Stored dataset items
++++++

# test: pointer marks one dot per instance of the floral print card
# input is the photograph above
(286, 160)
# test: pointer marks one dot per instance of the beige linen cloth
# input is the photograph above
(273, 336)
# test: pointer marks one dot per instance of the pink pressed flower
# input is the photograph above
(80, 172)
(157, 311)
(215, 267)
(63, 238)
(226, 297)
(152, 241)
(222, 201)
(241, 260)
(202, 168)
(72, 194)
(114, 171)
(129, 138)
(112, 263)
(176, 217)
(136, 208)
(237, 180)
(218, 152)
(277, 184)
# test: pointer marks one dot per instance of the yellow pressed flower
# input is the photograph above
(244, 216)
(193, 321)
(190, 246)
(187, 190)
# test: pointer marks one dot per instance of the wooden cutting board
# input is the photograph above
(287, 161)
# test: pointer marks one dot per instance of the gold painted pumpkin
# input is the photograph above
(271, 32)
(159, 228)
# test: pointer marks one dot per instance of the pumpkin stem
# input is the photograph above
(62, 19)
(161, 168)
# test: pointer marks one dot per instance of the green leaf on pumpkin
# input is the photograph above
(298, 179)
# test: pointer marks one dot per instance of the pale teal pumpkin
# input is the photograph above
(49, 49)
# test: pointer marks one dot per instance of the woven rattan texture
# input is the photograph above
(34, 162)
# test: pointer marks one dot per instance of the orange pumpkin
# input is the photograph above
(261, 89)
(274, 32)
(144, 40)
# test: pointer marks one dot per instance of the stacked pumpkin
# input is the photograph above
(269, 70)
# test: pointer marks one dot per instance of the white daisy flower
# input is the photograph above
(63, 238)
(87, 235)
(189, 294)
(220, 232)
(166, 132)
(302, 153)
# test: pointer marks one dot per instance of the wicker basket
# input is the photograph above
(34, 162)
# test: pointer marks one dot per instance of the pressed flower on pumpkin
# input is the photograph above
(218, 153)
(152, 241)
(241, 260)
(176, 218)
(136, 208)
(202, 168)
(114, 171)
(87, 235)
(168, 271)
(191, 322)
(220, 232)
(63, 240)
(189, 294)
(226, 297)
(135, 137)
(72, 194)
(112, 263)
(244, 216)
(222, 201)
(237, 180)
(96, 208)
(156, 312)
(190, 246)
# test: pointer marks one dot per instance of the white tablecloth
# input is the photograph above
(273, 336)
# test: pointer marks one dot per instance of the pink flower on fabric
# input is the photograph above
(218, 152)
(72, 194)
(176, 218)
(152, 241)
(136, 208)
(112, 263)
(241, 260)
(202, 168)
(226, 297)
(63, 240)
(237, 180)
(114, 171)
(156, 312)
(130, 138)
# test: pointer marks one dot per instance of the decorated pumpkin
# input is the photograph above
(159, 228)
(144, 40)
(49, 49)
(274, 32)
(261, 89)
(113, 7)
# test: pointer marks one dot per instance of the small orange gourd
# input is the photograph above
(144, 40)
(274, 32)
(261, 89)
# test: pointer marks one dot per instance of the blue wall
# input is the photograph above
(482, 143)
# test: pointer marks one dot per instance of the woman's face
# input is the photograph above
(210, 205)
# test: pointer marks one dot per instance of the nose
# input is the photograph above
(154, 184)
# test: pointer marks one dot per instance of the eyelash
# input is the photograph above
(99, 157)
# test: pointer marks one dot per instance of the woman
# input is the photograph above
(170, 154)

++++++

Return exactly the lines from the one containing "# test: pointer marks one dot per instance of the small" through the last line of the records above, both included, and nothing else.

# test: pointer marks one dot per instance of the small orange gourd
# input is the photograph above
(144, 40)
(274, 32)
(261, 89)
# test: pointer marks one dot per instance of the blue wall
# input is the photograph above
(482, 143)
# test: pointer marks one dot per instance of the woman's face
# input is the photograph above
(210, 205)
# test: pointer marks one dot per instance of the nose
# input is the photograph above
(154, 184)
# test: pointer marks one dot per instance of the eyelash
# input is the photograph above
(99, 157)
# test: pointer marks one dot per instance of the woman
# input is the photograph above
(170, 154)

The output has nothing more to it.